What you should do: Go through the data below and copy each line that includes "from".

Data records:
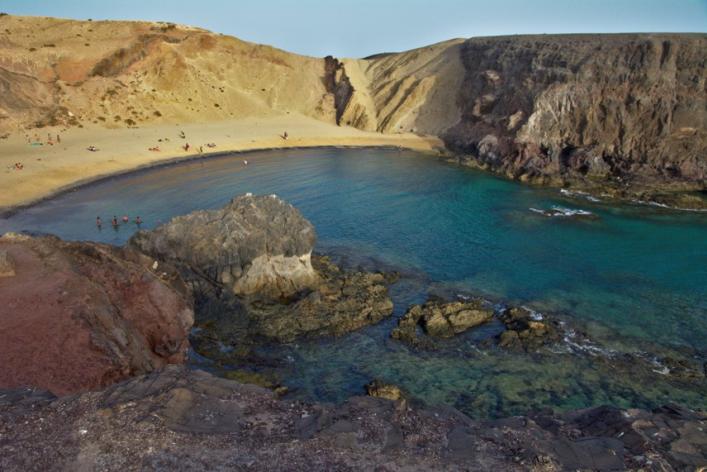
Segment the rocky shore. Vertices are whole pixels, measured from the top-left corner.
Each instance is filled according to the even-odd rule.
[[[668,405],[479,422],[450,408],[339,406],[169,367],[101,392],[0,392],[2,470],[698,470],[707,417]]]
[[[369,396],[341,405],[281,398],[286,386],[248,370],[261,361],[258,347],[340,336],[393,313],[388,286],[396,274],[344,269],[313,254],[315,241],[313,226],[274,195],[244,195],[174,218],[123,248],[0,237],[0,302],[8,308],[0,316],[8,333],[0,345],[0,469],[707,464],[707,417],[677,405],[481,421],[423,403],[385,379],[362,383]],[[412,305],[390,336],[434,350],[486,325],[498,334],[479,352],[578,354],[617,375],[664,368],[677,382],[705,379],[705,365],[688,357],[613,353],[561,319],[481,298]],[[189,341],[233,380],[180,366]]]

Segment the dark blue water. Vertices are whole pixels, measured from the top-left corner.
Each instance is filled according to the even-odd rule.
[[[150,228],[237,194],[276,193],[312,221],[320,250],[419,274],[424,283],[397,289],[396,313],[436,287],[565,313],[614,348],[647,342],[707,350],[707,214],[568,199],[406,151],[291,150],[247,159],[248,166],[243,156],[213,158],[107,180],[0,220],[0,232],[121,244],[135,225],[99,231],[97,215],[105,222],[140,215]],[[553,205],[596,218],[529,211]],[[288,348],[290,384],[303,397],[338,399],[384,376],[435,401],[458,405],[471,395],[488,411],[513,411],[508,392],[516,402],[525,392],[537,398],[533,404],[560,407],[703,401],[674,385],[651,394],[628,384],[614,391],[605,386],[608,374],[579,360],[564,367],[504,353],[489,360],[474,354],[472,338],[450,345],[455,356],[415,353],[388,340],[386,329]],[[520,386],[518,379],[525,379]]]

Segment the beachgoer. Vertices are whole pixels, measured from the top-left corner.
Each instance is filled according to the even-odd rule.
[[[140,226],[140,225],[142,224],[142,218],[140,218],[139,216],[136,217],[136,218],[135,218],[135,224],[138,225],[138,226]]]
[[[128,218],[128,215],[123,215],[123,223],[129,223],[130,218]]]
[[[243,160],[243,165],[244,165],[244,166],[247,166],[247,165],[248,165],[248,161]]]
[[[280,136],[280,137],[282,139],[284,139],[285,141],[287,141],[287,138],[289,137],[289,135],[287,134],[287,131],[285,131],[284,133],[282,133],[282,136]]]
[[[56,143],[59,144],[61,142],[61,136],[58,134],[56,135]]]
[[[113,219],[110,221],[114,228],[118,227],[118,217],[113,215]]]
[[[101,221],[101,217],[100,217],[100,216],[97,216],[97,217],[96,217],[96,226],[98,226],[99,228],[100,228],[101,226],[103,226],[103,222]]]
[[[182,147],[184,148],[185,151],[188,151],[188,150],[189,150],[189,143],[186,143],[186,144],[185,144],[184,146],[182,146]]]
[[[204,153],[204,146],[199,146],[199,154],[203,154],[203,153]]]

==

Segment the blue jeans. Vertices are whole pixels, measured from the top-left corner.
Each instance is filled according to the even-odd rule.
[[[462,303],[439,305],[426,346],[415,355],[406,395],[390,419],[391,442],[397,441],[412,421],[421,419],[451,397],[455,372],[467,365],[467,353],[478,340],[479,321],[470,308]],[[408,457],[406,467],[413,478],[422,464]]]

==

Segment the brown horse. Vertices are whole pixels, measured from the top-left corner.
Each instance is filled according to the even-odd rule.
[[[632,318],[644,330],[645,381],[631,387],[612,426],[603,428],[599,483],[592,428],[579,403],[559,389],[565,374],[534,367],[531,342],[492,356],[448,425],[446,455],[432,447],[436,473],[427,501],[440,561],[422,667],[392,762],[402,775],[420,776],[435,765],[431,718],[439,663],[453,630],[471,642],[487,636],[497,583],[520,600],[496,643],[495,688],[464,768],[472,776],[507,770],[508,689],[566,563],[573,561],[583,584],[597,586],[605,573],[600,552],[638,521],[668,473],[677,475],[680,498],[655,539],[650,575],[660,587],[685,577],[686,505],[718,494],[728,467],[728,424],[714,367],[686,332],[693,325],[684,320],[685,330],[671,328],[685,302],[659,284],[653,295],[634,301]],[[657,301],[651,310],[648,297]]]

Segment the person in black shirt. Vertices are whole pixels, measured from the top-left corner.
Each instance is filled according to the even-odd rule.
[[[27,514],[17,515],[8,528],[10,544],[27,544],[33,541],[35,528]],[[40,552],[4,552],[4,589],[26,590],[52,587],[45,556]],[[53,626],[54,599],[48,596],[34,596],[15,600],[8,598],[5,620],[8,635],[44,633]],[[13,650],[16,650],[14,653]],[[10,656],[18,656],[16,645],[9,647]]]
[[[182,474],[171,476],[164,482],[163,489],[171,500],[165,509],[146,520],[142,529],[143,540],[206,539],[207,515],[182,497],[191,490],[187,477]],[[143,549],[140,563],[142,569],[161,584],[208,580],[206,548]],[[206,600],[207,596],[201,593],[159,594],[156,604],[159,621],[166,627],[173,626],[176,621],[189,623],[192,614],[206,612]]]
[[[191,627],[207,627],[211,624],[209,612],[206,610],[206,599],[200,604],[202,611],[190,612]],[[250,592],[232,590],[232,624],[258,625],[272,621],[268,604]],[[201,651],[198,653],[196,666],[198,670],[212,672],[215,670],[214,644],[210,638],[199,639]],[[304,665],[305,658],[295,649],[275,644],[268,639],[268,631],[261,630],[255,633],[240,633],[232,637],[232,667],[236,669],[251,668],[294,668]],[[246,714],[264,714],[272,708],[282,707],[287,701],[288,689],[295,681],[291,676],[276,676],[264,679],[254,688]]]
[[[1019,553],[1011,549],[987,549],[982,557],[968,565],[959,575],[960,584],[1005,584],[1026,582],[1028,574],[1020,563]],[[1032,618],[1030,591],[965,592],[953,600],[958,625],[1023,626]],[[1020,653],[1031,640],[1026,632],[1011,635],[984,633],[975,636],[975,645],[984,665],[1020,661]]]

Result of the task:
Segment the rocky shore. Vertices are whole pixels, measured from the top-left corner.
Segment the dark blue water. Vertices are whole pixels, measured from the top-left corner.
Segment the beachgoer. Vertices are whole pixels, measured from the top-left corner.
Segment the blue jeans. Vertices are whole pixels, measured from the top-left corner.
Segment the brown horse. Vertices are whole pixels, measured from the top-left corner.
Segment the person in black shirt. Vertices are whole pixels, measured from the top-left corner.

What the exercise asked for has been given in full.